» **What this task involves**
Reproduce the records below exactly as they are written.

» **Data for review**
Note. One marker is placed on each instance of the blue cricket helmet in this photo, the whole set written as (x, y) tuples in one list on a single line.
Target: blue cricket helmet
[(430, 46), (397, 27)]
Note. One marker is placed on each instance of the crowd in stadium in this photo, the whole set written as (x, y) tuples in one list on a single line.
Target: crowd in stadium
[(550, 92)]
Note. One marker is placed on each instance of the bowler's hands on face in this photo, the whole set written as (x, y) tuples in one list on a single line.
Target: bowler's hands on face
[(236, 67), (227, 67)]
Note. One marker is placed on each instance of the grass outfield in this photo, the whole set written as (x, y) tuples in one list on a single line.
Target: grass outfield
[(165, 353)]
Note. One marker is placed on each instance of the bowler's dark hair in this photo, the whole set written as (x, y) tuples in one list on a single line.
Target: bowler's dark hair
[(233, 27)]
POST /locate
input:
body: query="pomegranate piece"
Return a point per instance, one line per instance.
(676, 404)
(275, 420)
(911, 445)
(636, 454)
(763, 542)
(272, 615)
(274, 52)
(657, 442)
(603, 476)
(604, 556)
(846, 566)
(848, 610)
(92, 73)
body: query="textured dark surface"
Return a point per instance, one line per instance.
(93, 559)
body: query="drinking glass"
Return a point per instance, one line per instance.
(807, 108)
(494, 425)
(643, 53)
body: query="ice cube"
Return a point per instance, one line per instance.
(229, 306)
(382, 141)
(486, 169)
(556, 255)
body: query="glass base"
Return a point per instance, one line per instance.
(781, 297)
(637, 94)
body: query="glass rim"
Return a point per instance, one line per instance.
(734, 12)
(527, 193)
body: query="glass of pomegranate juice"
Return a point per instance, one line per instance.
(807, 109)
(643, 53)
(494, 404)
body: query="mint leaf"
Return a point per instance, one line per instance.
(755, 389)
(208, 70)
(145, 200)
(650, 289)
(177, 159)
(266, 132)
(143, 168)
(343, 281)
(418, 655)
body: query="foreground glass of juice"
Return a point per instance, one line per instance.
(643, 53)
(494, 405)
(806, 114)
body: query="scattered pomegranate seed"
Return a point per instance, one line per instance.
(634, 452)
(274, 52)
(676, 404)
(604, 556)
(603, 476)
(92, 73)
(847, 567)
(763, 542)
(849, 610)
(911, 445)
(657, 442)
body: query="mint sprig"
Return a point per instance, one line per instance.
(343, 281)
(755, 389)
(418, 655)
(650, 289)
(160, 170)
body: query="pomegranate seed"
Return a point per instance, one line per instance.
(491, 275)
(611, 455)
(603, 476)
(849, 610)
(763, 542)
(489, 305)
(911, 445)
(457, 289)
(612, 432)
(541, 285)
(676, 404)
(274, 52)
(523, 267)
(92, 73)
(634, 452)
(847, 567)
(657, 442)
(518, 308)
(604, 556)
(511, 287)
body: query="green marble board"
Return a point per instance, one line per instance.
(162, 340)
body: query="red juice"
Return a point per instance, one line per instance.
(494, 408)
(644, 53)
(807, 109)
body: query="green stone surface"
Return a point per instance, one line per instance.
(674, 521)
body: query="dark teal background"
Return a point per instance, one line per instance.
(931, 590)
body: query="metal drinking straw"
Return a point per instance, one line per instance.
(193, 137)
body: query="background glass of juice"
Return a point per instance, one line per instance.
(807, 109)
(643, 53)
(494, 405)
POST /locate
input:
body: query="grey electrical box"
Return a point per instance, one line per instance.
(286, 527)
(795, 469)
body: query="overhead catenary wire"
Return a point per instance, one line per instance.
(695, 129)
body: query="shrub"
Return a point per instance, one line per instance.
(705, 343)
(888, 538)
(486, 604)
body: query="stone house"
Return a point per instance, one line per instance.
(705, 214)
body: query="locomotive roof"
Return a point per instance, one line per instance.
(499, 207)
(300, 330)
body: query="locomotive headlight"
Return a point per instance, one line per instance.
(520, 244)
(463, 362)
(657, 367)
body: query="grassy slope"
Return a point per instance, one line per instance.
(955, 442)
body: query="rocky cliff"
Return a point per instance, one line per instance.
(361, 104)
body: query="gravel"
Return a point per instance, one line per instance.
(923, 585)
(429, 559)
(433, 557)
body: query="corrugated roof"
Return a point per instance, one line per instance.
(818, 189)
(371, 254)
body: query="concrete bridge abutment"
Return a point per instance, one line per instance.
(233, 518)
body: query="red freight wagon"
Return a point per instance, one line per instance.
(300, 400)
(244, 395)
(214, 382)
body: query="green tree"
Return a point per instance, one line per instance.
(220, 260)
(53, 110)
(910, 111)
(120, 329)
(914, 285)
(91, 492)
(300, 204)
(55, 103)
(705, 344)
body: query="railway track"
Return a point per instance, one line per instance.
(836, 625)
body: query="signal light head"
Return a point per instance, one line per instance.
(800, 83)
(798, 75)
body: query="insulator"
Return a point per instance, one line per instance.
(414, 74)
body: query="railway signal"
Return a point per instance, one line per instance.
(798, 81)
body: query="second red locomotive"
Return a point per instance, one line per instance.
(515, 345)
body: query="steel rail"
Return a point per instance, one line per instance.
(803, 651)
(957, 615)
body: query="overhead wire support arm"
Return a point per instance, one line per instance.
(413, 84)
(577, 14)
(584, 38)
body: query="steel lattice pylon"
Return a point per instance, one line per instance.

» **Final answer**
Note. One marker is placed on each instance of the blue cricket helmet in this photo, the whole set written as (x, y) tuples in one list on a single line.
Target: blue cricket helmet
[(430, 46), (397, 27)]
Note. One marker is placed on each instance of the crowd in stadium in this photo, the whole set written as (x, y) tuples in one list on a single line.
Target: crowd in stadium
[(550, 92)]
Note. One marker is placed on each instance of the bowler's hands on face in this photo, the whole set written as (x, y) tuples in one list on a single line.
Target: bowler's hands on face
[(236, 67), (227, 67)]
Note. One marker is placed on each instance of the grass outfield in this photo, the whole set written as (x, y) tuples in one list on a single line.
Target: grass outfield
[(165, 353)]
Note. One marker is placed on each instance of the bowler's dark hair in this photo, the whole set written as (x, y) tuples in one list on a single line.
Target: bowler's dark hair
[(233, 27)]
POST /locate
input:
body: query="pomegranate piece"
Return a point per instance, one line per instance.
(676, 404)
(275, 420)
(911, 445)
(636, 454)
(763, 542)
(272, 615)
(274, 52)
(657, 442)
(603, 476)
(604, 556)
(846, 566)
(848, 610)
(92, 73)
body: query="textured dark surface"
Return a point per instance, one line per instance.
(93, 559)
body: query="drinking glass"
Return a point per instance, one line per instance.
(807, 108)
(494, 425)
(643, 53)
body: query="ice cube"
Return a point per instance, one line per instance.
(229, 306)
(382, 141)
(486, 169)
(556, 255)
body: query="glass base"
Return a point per instance, one line per instance.
(781, 297)
(637, 94)
body: query="glass rim"
Return a point per instance, one line per instance.
(734, 12)
(527, 193)
body: query="glass of pomegranate juice"
Return a point per instance, one line per instance.
(807, 109)
(643, 53)
(494, 404)
body: query="mint leaf"
Return a point per instance, one line per instance.
(755, 389)
(208, 70)
(145, 200)
(650, 289)
(177, 159)
(266, 132)
(143, 168)
(343, 281)
(418, 655)
body: query="foreground glass of juice"
Return a point per instance, one line per instance.
(643, 53)
(494, 405)
(806, 114)
body: query="scattered pomegranate seed"
Return a point per instance, one line per instance.
(634, 452)
(274, 52)
(676, 404)
(604, 556)
(603, 476)
(92, 73)
(847, 567)
(763, 542)
(849, 610)
(911, 445)
(657, 442)
body: query="mint sprig"
Return a point per instance, one line per instance.
(343, 281)
(755, 389)
(418, 655)
(650, 289)
(160, 170)
body: query="pomegranate seed"
Return a point per instance, one line per instance.
(491, 275)
(611, 455)
(603, 476)
(849, 610)
(763, 542)
(489, 305)
(911, 445)
(457, 289)
(612, 432)
(541, 285)
(676, 404)
(274, 52)
(523, 267)
(92, 73)
(634, 452)
(847, 567)
(657, 442)
(518, 308)
(604, 556)
(511, 287)
body: query="green marble board"
Return a point per instance, one line per instance.
(162, 340)
body: query="red juice"
Return a point per instance, one line per instance.
(494, 408)
(644, 53)
(807, 109)
body: query="green stone surface"
Return a point per instance, one line per instance.
(674, 521)
body: query="dark teal background"
Return a point per instance, one line per instance.
(931, 590)
body: query="metal drinking straw"
Return a point per instance, one line per instance.
(193, 137)
body: query="background glass of juice"
Return a point per instance, one line per instance.
(807, 109)
(643, 53)
(494, 405)
POST /locate
input:
body: query="grey electrical box"
Return a point per instance, one line per instance.
(286, 527)
(795, 469)
body: query="overhead catenary wire"
Return a point per instance, one line per instance.
(695, 129)
body: query="shrub"
Return a point per instance, one line per instance.
(705, 343)
(888, 538)
(486, 604)
body: query="stone house"
Return a point per instance, one line per instance.
(705, 214)
body: query="locomotive roof"
Return a point per instance, one line per instance.
(499, 207)
(300, 330)
body: query="locomotive headlight"
Return a point per instance, one line per instance.
(520, 244)
(463, 362)
(657, 367)
body: query="grassy slope"
Return a point per instance, one line per instance.
(955, 442)
body: query="rocky cliff"
Return a point per instance, one line per instance.
(361, 104)
body: query="gravel"
Return a point per instance, one line per instance.
(923, 585)
(429, 559)
(433, 557)
body: query="corrugated roof"
Return a point per instance, one line per instance.
(818, 189)
(371, 254)
body: query="concrete bridge abutment"
Return a point per instance, one line per instance.
(233, 518)
body: query="red freight wagon"
Return a point per instance, one line per instance.
(300, 400)
(244, 395)
(214, 382)
body: query="green tree"
Return a point per instance, one line per instance.
(220, 260)
(53, 110)
(910, 111)
(120, 329)
(914, 285)
(91, 492)
(300, 204)
(55, 103)
(705, 344)
body: query="railway track"
Return a point per instance, one line per instance.
(836, 625)
body: query="signal light head"
Return a point per instance, one line per instance.
(800, 83)
(798, 75)
body: query="insulator"
Return a point per instance, one line per instance.
(414, 74)
body: query="railway signal"
Return a point per instance, one line per instance.
(798, 81)
body: query="second red locomotive"
Return a point per instance, one line per instance.
(515, 345)
body: query="steel rail"
Return a point per instance, one line per instance.
(803, 651)
(957, 615)
body: query="overhead wire support arm"
Return a point per instance, one line per instance.
(413, 84)
(577, 14)
(584, 38)
body: query="steel lattice pylon"
Return a point per instance, one line per instance.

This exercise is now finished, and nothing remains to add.